GIVEN INSTRUCTION: Select every line in the rows below that contains the word "suit", matching case exactly, and copy each one out.
Start
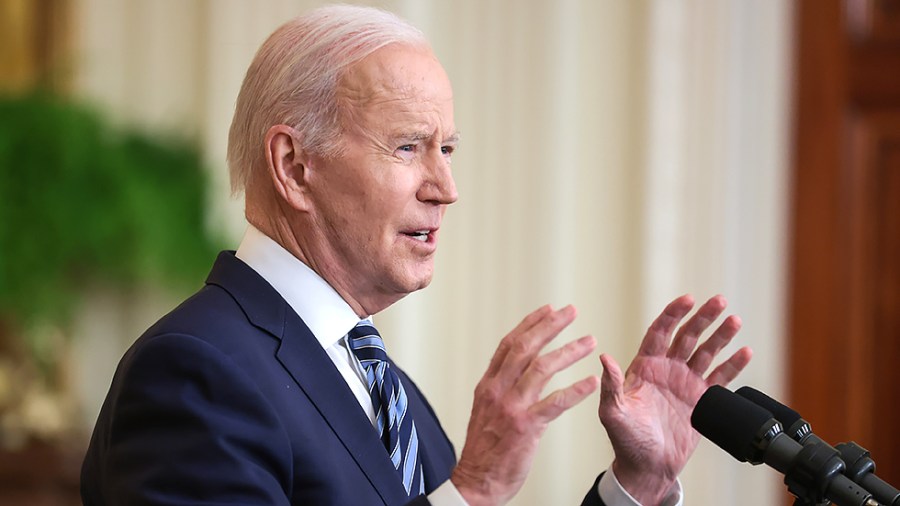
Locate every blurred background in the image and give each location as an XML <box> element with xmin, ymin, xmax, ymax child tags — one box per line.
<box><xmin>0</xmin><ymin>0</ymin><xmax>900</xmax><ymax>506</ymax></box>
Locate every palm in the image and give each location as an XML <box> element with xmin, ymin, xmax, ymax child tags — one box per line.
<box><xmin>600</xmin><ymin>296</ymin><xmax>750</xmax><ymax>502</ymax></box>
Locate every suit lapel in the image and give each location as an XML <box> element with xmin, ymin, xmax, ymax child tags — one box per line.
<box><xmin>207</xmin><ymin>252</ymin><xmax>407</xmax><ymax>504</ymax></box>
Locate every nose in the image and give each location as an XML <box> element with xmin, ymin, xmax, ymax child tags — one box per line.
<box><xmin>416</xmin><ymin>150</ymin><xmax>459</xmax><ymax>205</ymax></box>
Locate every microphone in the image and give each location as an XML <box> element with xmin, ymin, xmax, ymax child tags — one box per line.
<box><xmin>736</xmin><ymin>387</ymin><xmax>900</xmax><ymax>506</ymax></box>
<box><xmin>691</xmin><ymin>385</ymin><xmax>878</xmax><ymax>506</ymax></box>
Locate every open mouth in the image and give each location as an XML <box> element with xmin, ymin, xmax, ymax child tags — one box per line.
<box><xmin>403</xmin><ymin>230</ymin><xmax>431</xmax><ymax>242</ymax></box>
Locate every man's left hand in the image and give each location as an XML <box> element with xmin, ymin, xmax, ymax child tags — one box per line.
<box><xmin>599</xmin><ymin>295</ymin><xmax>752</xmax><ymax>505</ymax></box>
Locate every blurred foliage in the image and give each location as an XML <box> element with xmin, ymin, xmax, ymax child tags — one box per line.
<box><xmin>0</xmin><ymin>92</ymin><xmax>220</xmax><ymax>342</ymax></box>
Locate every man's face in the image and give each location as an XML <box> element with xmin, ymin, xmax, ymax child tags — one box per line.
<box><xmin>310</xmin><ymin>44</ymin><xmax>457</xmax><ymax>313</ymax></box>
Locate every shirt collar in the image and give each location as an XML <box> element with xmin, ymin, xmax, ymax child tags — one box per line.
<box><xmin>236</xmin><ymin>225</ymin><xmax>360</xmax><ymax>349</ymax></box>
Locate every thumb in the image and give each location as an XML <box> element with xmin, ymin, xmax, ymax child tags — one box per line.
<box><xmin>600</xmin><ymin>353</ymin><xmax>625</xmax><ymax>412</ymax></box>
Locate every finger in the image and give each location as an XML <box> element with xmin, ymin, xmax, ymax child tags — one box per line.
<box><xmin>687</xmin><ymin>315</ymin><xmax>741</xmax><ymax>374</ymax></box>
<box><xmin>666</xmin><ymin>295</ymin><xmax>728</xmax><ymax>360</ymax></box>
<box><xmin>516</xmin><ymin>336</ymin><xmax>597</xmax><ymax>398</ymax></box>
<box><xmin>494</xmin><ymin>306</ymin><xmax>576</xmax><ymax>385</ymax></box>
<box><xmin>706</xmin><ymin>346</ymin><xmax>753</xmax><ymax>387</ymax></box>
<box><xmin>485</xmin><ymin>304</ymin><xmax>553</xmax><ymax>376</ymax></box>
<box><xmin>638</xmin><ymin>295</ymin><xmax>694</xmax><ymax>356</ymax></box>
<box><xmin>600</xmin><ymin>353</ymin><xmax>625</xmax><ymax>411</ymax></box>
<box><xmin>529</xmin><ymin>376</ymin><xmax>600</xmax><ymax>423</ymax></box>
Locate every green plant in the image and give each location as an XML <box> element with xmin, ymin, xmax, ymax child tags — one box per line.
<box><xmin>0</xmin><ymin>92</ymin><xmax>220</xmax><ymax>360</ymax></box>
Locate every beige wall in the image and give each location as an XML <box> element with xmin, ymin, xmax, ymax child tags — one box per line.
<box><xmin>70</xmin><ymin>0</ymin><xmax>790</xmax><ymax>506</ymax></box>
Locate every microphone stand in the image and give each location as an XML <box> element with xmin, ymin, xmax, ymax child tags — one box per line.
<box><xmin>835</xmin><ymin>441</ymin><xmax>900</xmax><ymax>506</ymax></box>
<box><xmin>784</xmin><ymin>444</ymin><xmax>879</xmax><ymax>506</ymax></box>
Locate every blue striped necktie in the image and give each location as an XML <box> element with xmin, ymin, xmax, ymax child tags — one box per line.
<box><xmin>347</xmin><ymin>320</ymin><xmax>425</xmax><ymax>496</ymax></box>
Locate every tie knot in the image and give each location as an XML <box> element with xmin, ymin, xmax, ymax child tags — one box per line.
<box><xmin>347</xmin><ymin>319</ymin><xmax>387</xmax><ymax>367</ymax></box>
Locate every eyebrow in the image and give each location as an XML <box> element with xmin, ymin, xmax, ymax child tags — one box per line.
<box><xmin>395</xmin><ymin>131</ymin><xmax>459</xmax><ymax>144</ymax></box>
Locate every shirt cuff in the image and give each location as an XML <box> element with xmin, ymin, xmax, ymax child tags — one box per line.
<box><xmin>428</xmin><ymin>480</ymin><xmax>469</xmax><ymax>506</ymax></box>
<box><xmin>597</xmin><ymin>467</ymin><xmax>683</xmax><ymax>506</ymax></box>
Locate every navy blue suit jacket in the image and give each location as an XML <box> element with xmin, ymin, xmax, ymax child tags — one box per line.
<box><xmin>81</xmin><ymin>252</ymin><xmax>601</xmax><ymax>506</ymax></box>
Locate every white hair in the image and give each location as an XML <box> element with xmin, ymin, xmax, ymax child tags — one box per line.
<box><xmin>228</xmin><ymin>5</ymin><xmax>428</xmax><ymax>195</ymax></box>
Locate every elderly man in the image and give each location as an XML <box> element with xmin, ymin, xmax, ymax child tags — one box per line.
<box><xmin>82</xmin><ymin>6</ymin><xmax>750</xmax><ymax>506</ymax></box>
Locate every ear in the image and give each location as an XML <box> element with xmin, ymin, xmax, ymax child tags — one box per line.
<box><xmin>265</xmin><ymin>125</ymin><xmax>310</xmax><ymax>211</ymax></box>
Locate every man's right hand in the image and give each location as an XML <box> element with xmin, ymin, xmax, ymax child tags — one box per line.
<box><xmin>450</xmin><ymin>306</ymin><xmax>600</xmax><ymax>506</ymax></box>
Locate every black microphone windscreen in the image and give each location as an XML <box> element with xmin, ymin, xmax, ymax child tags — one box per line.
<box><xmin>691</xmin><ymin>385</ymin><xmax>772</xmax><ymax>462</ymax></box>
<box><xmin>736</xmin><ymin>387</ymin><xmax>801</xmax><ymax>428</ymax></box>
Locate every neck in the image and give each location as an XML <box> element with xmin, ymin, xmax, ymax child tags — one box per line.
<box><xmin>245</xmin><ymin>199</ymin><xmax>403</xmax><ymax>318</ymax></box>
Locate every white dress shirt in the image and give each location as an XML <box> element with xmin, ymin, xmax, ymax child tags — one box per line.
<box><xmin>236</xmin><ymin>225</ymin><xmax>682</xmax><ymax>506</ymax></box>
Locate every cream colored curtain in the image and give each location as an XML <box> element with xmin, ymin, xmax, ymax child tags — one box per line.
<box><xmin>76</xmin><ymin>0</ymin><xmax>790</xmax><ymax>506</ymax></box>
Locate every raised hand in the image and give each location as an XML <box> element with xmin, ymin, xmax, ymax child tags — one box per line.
End
REPLY TO THE TASK:
Locate every suit lapel in the image and give each location as an XML <box> element with xmin, ymin, xmax, ymax child tags — one box per line.
Locate every navy blue suit jacket in the image and give each location as an XML <box> element with xmin, ymin, xmax, ymax child tags — one box per line.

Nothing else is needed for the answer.